What is being asked:
Pick out each line in the entries below that contains the word "tree", and copy those lines.

Records shown:
_ _ _ _ _

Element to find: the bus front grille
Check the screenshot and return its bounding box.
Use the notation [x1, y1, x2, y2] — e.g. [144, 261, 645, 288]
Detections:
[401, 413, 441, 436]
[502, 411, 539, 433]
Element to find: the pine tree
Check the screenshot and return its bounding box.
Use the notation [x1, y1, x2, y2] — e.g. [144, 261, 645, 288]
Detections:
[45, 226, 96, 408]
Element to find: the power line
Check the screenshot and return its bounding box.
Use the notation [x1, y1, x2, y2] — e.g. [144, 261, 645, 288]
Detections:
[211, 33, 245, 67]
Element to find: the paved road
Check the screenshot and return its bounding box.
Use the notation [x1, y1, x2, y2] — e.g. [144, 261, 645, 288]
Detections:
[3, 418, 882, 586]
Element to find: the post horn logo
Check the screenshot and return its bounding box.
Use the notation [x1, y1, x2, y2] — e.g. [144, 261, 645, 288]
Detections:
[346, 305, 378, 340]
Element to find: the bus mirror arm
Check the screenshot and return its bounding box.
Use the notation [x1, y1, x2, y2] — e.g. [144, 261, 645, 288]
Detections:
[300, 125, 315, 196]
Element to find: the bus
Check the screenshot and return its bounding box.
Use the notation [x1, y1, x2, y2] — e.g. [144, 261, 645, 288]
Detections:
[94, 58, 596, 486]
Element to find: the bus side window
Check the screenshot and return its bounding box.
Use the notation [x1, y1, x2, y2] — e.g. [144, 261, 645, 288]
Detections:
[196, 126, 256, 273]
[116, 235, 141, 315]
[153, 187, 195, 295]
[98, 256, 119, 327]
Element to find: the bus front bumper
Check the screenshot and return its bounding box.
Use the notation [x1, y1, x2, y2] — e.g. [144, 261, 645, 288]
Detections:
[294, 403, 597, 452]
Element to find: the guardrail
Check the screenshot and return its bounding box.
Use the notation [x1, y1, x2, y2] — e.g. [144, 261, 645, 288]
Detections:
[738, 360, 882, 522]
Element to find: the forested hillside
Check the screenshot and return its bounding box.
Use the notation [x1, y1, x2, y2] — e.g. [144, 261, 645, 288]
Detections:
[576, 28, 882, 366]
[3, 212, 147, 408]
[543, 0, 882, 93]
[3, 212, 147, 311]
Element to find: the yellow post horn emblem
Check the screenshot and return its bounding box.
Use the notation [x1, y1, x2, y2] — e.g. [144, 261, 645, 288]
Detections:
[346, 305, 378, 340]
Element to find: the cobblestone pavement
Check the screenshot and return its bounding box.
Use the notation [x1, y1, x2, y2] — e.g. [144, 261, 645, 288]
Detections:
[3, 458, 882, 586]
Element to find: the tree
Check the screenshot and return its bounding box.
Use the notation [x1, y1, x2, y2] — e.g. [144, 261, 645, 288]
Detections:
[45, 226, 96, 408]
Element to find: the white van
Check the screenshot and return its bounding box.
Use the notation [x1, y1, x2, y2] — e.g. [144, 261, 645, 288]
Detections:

_ _ _ _ _

Correct result:
Element to find: the pine tree
Element to find: the tree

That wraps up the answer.